▶ _PROVIDED DATA_

[Start]

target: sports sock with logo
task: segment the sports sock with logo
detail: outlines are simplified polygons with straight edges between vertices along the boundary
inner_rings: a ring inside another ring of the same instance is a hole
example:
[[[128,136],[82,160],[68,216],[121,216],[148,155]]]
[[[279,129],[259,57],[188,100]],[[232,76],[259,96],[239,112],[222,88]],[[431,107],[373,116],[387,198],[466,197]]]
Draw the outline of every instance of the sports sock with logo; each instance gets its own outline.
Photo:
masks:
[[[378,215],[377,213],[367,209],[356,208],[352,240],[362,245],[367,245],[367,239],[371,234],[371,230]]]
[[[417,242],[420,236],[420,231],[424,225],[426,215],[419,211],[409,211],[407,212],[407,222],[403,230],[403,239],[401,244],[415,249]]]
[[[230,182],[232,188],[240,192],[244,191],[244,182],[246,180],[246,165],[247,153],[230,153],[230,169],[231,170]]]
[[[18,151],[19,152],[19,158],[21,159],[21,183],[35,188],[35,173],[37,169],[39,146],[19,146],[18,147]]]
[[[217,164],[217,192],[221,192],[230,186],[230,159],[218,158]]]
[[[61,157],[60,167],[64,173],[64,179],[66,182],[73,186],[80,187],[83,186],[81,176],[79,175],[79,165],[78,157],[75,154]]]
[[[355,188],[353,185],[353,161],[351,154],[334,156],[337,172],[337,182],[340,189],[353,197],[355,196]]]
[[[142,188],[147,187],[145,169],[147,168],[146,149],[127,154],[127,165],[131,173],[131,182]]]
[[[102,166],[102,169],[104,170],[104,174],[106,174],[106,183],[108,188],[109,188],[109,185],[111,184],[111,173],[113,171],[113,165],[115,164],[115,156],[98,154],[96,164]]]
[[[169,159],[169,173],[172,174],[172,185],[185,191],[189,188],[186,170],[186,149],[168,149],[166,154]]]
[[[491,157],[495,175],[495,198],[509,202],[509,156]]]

[End]

▶ _GOAL_
Can you reproduce all the items above word for word, with nothing left out or changed?

▶ _RESULT_
target: sports sock with logo
task: segment the sports sock with logo
detail: outlines are simplified polygons with straight edges between vertices along the boundary
inner_rings: a ring inside another ring of the same instance is a hole
example:
[[[128,136],[82,160],[68,216],[121,216],[148,155]]]
[[[279,129],[259,57],[188,100]],[[232,76],[259,96],[239,112],[222,88]],[[431,107],[373,116],[387,198],[466,197]]]
Draw the outline of every instance of the sports sock with logo; each instance gets its own outline.
Photo:
masks:
[[[378,215],[377,213],[367,209],[356,208],[352,240],[362,245],[367,245],[367,239],[371,234],[371,230]]]
[[[417,242],[420,236],[420,231],[424,225],[426,215],[419,211],[409,211],[407,212],[407,222],[403,230],[403,239],[401,244],[415,249]]]
[[[230,182],[232,188],[240,192],[244,191],[244,182],[246,180],[246,165],[247,153],[230,153],[230,169],[231,170]]]
[[[18,151],[19,152],[19,158],[21,159],[21,183],[35,188],[35,173],[37,169],[39,146],[19,146],[18,147]]]
[[[217,164],[217,192],[221,192],[230,186],[230,159],[218,158]]]
[[[61,157],[60,167],[64,173],[64,179],[66,182],[73,186],[80,187],[83,186],[81,176],[79,175],[79,165],[78,157],[75,154]]]
[[[355,188],[353,185],[353,161],[351,154],[334,156],[337,172],[337,182],[340,189],[353,197],[355,196]]]
[[[142,188],[147,187],[145,169],[147,168],[146,149],[127,154],[127,165],[131,173],[131,182]]]
[[[102,166],[102,169],[104,170],[104,174],[106,174],[106,183],[108,188],[109,188],[109,185],[111,184],[111,173],[113,171],[113,165],[115,164],[115,156],[98,154],[96,164]]]
[[[169,159],[169,173],[172,174],[172,185],[185,191],[189,188],[186,170],[186,149],[168,149],[166,154]]]
[[[491,157],[495,175],[495,198],[509,202],[509,156]]]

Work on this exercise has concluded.